* The exercise *
Copy the items below word for word, beginning at the line that contains "Practice step: put a point on each instance of the pale" and stopping after the line that contains "(878, 1139)".

* Dataset records *

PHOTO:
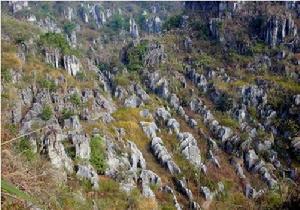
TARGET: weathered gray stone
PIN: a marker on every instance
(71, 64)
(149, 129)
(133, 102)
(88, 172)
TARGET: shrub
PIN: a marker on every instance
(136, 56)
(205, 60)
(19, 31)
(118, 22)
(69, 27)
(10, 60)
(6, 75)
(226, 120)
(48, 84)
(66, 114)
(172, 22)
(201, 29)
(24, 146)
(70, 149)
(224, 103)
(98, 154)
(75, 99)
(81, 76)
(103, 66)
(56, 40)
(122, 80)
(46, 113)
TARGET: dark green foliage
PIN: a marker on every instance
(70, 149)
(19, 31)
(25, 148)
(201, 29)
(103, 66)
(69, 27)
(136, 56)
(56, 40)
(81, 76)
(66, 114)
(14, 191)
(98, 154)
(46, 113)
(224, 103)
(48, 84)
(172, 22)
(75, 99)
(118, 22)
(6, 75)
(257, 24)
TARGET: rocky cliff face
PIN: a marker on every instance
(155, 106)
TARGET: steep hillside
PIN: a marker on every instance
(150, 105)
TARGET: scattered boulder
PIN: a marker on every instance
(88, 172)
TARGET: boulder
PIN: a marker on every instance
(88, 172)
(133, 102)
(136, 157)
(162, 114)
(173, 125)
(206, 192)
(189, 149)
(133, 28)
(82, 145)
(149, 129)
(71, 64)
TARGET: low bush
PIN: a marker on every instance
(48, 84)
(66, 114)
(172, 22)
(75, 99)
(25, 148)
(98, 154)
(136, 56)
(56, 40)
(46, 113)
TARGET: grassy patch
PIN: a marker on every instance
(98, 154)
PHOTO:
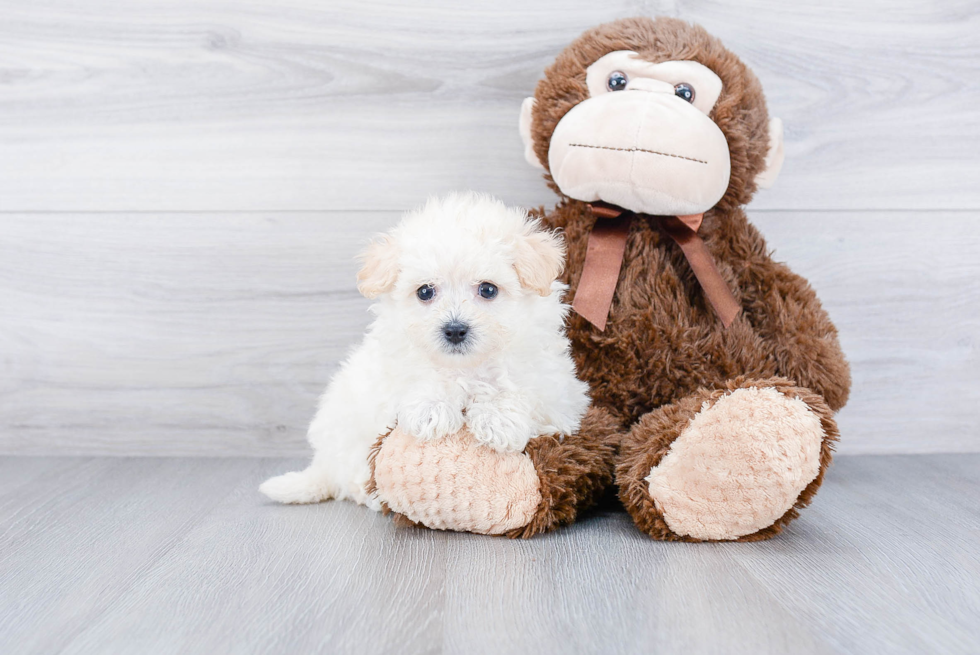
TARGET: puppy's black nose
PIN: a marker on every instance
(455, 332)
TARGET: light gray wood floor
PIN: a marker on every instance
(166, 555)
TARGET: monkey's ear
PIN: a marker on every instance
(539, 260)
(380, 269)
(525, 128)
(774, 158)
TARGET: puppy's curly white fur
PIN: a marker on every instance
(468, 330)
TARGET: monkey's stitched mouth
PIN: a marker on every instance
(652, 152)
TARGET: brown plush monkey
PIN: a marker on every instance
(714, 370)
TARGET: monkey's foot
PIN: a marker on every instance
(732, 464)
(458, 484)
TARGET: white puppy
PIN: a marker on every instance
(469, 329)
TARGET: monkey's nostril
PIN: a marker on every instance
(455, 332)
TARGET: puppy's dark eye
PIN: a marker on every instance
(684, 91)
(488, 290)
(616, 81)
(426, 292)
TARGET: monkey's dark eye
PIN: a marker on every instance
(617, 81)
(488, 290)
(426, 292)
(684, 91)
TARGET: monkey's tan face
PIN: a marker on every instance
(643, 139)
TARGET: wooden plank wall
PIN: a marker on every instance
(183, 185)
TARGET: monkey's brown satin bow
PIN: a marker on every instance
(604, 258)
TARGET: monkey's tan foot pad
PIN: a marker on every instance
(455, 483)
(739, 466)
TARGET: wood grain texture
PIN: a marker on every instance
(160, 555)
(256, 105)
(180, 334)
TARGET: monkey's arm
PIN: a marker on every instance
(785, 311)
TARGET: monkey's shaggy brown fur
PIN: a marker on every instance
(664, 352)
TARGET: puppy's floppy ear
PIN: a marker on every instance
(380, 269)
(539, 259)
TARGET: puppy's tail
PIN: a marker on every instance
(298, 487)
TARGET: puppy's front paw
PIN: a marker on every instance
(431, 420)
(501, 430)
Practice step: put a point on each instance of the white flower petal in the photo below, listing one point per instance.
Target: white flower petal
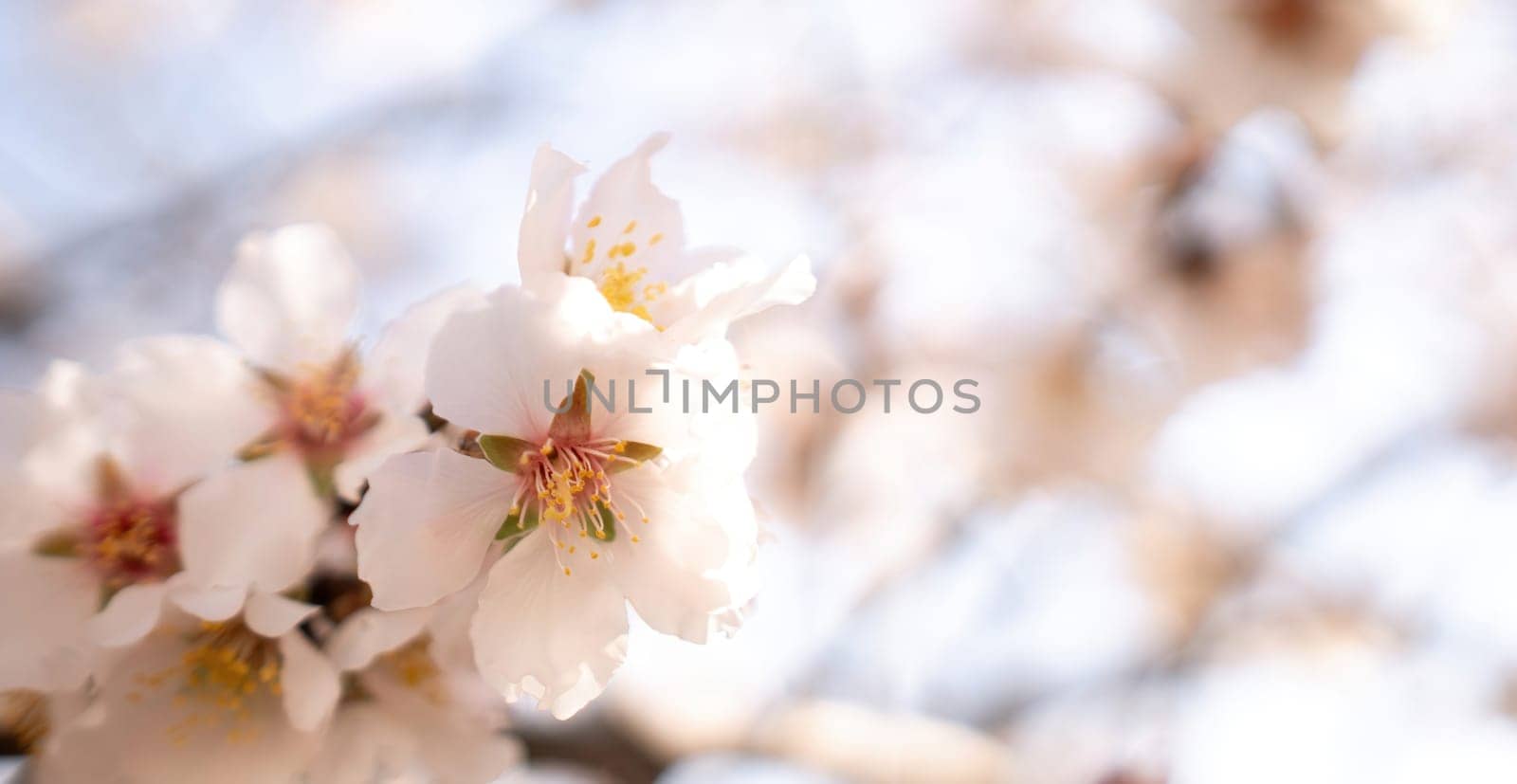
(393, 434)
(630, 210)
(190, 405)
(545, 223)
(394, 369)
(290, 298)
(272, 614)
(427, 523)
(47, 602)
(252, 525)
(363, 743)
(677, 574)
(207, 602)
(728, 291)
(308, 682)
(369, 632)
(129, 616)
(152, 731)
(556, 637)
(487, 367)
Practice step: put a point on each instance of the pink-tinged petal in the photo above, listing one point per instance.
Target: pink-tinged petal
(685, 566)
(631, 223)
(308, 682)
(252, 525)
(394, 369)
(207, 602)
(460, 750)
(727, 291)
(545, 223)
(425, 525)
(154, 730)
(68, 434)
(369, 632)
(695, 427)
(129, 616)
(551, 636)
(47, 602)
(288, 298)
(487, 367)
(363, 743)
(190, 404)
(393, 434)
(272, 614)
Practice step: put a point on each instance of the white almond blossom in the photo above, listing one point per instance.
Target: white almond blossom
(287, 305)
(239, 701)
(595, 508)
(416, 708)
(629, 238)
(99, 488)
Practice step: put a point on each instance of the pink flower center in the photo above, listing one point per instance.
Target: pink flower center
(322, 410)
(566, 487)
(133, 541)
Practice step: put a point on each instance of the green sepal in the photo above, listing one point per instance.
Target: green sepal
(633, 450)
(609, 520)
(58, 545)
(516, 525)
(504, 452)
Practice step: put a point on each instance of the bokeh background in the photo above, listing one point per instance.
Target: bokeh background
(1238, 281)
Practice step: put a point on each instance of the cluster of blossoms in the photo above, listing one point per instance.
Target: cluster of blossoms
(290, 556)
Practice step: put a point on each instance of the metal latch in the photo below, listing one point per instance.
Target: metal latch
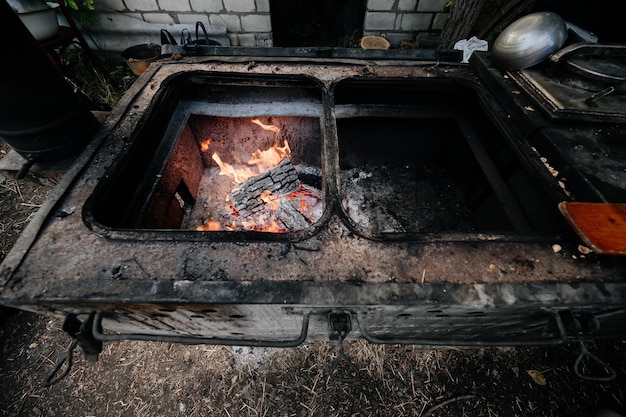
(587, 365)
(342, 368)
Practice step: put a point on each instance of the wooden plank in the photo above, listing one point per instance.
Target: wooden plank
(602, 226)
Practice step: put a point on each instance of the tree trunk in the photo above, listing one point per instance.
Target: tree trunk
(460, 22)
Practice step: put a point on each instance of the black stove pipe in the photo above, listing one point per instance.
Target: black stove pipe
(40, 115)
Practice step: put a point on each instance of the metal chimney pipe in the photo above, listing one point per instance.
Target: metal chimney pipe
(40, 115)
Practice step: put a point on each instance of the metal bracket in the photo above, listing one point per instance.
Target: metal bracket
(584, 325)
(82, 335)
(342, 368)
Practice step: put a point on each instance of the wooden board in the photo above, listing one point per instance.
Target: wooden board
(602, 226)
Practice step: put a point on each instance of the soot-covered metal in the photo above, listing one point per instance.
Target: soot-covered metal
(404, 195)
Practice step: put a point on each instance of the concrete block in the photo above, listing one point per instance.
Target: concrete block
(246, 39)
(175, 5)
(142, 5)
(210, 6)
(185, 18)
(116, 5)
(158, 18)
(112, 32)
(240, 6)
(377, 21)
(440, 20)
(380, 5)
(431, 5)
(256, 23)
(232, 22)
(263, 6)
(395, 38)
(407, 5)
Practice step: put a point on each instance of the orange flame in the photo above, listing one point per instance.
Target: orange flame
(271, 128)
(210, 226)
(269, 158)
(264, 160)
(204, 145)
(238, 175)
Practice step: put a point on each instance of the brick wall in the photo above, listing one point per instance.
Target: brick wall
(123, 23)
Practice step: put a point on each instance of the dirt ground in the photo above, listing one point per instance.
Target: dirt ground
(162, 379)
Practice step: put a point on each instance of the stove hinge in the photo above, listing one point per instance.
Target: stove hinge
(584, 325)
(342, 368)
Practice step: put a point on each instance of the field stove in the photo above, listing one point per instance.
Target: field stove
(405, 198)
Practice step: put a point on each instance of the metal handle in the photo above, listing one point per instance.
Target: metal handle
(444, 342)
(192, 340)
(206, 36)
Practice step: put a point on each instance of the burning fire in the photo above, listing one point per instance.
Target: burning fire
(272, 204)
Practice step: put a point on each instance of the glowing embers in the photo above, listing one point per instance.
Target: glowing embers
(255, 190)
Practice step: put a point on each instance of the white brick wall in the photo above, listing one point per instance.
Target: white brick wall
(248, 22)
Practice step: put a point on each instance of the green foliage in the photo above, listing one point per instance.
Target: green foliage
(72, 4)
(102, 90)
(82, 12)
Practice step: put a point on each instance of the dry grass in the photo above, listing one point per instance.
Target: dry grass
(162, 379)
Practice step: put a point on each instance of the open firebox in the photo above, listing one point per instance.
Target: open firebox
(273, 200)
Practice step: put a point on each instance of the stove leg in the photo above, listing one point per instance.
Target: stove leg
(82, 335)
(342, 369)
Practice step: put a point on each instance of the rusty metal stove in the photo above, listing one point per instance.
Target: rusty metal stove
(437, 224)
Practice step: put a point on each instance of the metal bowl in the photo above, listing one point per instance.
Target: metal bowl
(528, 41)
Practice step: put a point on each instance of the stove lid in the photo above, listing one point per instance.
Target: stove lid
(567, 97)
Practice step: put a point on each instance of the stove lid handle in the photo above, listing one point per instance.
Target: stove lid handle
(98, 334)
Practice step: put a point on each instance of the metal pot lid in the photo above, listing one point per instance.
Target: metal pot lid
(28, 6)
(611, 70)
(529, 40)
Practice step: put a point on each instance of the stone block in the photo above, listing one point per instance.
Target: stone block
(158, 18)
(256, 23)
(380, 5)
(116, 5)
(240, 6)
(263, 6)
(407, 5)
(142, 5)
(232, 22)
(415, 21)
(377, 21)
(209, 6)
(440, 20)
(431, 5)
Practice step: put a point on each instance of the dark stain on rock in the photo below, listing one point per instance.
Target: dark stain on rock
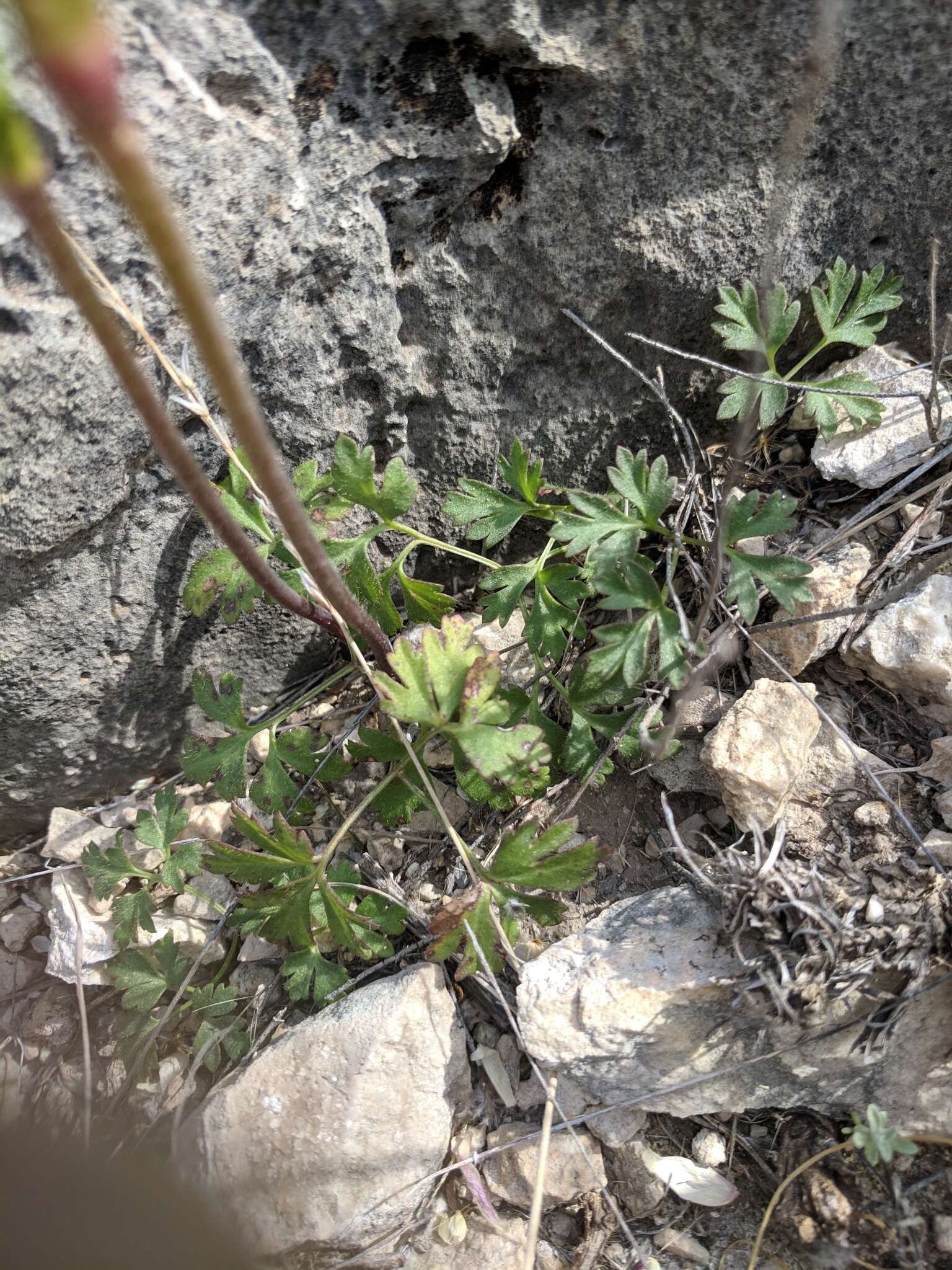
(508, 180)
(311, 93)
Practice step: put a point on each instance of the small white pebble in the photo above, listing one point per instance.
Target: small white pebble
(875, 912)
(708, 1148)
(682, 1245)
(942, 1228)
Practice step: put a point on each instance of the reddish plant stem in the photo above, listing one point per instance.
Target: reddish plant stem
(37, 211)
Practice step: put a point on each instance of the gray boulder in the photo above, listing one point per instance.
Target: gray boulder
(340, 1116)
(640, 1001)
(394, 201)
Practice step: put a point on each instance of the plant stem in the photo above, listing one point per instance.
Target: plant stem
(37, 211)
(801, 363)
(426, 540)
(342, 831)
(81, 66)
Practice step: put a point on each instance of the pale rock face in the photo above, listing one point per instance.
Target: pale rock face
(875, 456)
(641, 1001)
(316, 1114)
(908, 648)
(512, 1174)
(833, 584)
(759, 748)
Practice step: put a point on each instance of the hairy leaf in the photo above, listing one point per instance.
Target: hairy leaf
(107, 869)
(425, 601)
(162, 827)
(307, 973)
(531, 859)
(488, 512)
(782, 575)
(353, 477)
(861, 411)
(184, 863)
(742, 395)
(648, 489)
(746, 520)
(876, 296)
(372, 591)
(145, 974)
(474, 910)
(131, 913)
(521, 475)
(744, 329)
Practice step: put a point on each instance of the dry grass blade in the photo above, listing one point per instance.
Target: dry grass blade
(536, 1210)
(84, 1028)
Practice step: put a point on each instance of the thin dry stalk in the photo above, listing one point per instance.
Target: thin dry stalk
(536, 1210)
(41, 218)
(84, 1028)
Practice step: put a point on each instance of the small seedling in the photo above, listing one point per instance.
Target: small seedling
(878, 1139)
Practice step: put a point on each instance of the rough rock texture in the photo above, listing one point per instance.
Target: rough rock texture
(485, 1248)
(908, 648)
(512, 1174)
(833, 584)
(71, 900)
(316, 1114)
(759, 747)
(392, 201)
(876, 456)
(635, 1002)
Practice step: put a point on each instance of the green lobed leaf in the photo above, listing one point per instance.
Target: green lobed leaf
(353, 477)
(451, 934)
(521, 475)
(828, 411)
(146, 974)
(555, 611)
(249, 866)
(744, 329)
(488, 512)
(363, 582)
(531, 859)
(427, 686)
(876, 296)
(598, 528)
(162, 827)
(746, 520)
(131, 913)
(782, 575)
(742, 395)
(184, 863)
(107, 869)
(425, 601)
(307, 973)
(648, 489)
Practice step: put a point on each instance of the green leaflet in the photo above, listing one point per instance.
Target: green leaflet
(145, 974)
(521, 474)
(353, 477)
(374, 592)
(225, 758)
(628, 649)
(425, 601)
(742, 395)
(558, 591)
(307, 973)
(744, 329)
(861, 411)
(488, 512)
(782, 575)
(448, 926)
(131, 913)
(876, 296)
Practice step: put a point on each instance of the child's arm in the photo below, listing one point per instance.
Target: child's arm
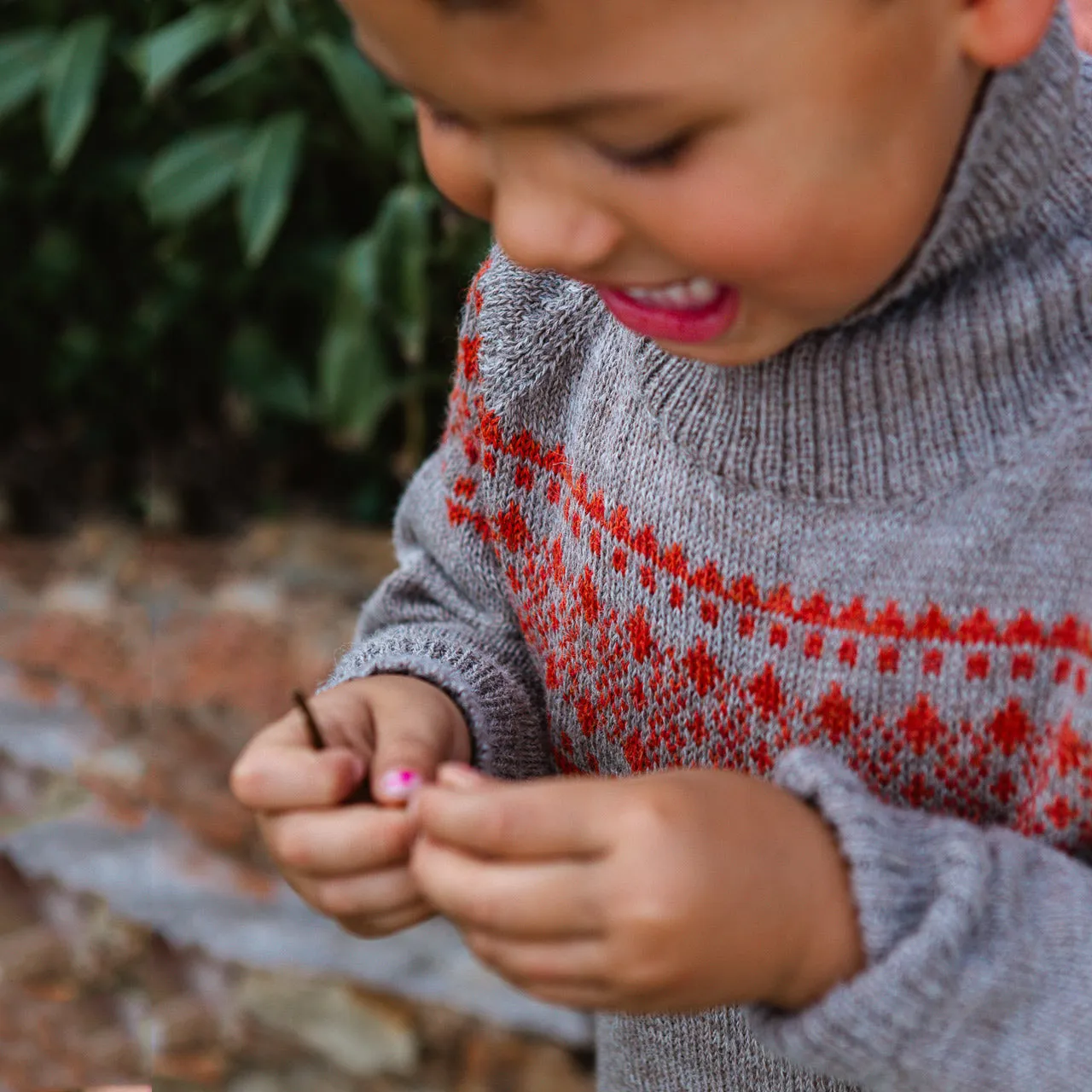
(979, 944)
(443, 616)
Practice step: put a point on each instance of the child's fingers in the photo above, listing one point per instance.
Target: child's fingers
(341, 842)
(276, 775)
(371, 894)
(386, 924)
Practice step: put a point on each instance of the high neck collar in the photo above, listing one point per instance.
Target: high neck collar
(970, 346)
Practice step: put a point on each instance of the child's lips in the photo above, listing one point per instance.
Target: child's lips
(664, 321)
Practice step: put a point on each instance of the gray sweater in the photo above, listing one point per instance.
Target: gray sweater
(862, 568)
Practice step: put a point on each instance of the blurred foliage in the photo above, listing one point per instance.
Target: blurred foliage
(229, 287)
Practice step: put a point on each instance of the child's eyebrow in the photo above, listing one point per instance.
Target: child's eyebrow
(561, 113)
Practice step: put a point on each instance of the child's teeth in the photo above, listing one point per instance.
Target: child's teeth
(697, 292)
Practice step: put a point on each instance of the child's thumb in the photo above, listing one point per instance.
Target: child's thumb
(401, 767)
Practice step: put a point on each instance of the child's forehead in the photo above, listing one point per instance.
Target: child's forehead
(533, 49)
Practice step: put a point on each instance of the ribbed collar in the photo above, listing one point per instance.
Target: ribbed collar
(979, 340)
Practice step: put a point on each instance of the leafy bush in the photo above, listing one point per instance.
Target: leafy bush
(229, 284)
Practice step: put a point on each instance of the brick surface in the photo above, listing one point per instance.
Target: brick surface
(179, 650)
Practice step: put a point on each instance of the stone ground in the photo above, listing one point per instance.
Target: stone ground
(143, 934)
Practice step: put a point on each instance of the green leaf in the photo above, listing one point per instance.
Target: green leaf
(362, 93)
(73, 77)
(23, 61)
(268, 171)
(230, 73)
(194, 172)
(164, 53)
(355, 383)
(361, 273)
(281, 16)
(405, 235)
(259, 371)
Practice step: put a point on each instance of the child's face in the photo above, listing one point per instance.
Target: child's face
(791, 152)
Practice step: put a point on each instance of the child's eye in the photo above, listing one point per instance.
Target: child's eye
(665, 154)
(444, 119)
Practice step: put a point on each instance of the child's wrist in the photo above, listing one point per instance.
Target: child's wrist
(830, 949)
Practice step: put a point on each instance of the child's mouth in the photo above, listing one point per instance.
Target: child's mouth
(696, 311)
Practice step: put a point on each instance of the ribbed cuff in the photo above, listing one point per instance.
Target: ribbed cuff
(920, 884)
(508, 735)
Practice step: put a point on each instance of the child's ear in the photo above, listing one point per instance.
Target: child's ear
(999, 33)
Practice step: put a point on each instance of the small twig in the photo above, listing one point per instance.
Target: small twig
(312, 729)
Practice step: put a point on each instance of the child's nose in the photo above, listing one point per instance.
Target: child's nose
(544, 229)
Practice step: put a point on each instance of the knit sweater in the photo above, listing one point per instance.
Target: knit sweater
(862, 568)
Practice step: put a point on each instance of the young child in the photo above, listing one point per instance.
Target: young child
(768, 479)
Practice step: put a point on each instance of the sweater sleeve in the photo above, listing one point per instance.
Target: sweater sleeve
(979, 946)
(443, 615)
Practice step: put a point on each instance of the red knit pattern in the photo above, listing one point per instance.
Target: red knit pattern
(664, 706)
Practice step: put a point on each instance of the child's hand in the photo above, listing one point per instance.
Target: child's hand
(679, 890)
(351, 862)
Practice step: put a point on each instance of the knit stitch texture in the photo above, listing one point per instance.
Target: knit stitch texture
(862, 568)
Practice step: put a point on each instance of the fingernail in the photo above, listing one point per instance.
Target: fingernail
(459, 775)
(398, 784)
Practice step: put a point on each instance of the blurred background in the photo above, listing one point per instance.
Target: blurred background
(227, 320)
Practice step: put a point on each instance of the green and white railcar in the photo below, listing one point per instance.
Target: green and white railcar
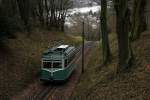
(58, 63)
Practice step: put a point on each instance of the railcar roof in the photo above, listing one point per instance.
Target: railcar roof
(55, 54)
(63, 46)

* Complete response *
Practice step: put a point on each instance of the pale rock face in the photo above, listing one point per instance.
Target: pale rock face
(875, 456)
(641, 1001)
(316, 1114)
(908, 648)
(512, 1174)
(833, 584)
(759, 748)
Practice step: put a point on each instance of the hairy leaf in the photo above, listing one point per instance.
Target: hairy leaf
(107, 869)
(425, 601)
(162, 827)
(307, 973)
(531, 859)
(488, 512)
(782, 575)
(353, 477)
(861, 411)
(184, 863)
(742, 395)
(648, 489)
(746, 520)
(876, 296)
(372, 591)
(145, 974)
(474, 910)
(131, 913)
(521, 475)
(744, 329)
Practice step: put a point on each instance of the dry grass blade in the photo above, listing one point per instance.
Target: dry grass blade
(536, 1210)
(84, 1028)
Practice step: put a point on each instance of the thin dry stalk in the photo above, listing one point per instance.
Target: thin dry stalk
(536, 1210)
(41, 218)
(84, 1028)
Practice step: put a point on each instance of the small seedling in the photo above, listing one point per instance.
Target: small seedling
(878, 1139)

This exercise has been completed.